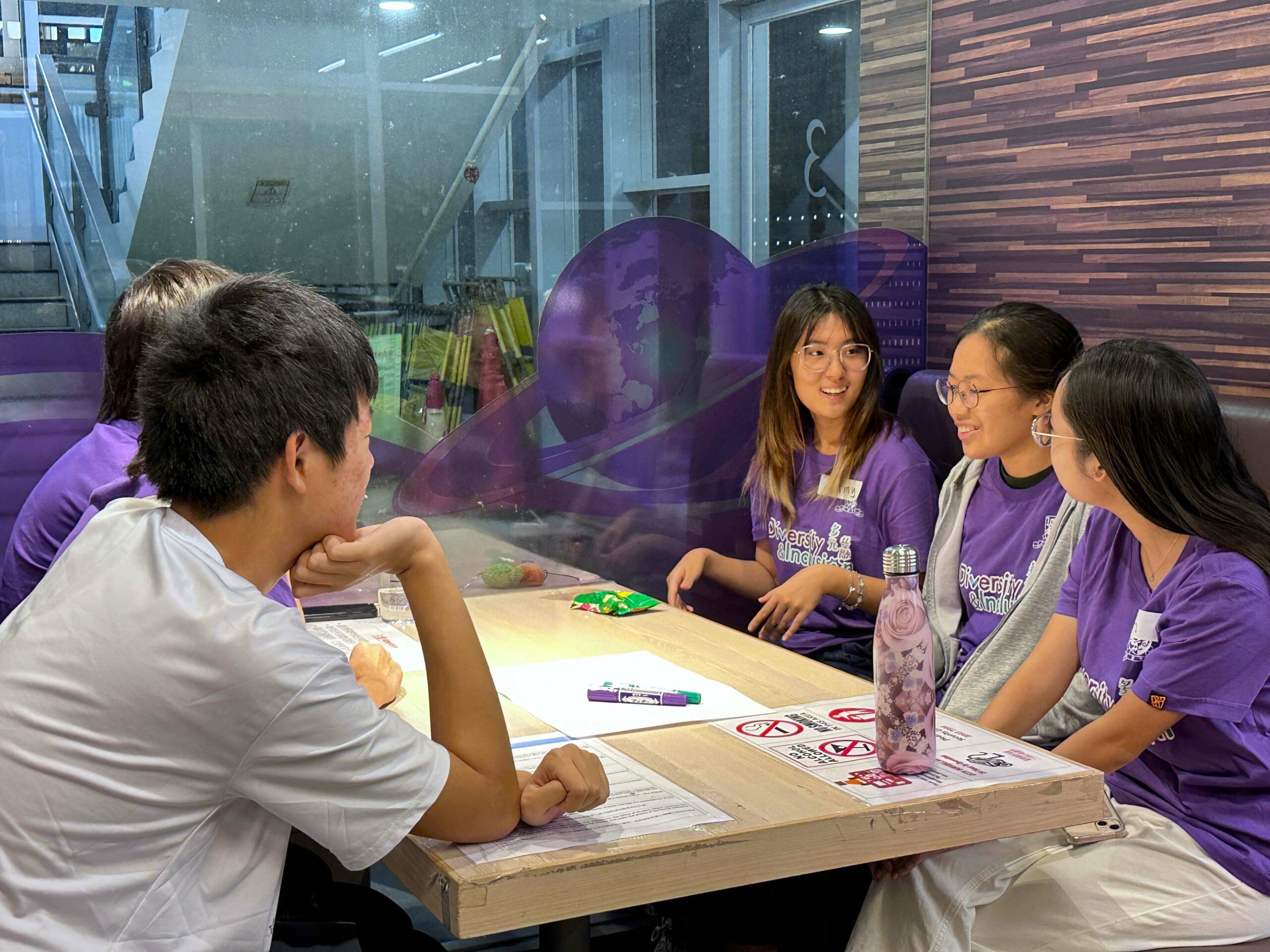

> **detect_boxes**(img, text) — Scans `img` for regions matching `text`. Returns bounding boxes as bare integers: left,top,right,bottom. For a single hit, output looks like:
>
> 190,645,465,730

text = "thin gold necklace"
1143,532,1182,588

==

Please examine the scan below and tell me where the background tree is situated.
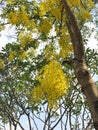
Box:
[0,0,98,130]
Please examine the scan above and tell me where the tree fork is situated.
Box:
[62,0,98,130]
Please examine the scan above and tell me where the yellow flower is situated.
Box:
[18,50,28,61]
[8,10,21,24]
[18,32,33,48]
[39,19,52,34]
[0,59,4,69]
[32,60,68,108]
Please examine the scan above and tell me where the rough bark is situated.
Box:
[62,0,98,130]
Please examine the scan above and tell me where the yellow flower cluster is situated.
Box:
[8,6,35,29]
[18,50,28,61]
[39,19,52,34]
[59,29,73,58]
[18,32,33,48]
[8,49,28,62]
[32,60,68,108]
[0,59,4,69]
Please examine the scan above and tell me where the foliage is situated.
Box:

---

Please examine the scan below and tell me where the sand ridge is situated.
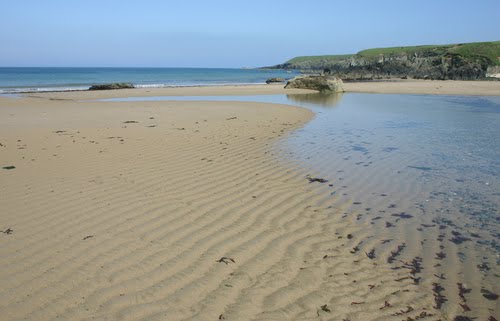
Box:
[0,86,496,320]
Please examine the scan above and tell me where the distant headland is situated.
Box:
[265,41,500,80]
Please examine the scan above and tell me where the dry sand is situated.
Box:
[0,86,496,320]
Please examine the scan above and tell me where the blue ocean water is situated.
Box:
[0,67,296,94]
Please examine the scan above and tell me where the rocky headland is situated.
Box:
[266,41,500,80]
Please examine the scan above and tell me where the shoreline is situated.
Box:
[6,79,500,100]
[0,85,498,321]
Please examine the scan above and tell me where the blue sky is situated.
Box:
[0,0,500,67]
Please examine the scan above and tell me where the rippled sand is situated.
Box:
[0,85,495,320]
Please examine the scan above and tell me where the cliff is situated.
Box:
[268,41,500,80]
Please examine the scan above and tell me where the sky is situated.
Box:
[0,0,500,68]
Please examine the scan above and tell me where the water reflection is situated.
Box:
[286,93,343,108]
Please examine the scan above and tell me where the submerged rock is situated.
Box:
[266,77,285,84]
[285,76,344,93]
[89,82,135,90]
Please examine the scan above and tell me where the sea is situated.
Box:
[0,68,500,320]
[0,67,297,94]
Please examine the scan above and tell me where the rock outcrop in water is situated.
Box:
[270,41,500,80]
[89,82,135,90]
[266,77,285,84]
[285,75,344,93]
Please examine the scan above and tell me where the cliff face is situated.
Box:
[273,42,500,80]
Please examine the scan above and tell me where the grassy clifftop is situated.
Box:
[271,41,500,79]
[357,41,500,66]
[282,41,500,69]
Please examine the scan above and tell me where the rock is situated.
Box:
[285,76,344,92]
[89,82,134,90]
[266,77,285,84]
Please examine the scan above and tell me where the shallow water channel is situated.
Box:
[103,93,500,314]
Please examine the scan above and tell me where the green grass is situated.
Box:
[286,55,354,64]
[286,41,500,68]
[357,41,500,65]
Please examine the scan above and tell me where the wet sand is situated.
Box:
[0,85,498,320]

**Objective**
Can you arrange as a Markdown table the lines starting with the one containing "Please examine the scan below and tell me where the sand" and going on through the one containing "[265,41,500,80]", with columns No. and Line, numbering them in order, skipping blank lines, and leaving the picture out?

**Task result**
| No. | Line |
|---|---|
| 1 | Please examine the scan below and tell me where the sand ridge is situated. |
| 2 | Box: |
| 3 | [0,86,496,320] |
| 4 | Please examine the scan above and tell me where the distant headland is situated. |
| 5 | Box: |
| 6 | [265,41,500,80] |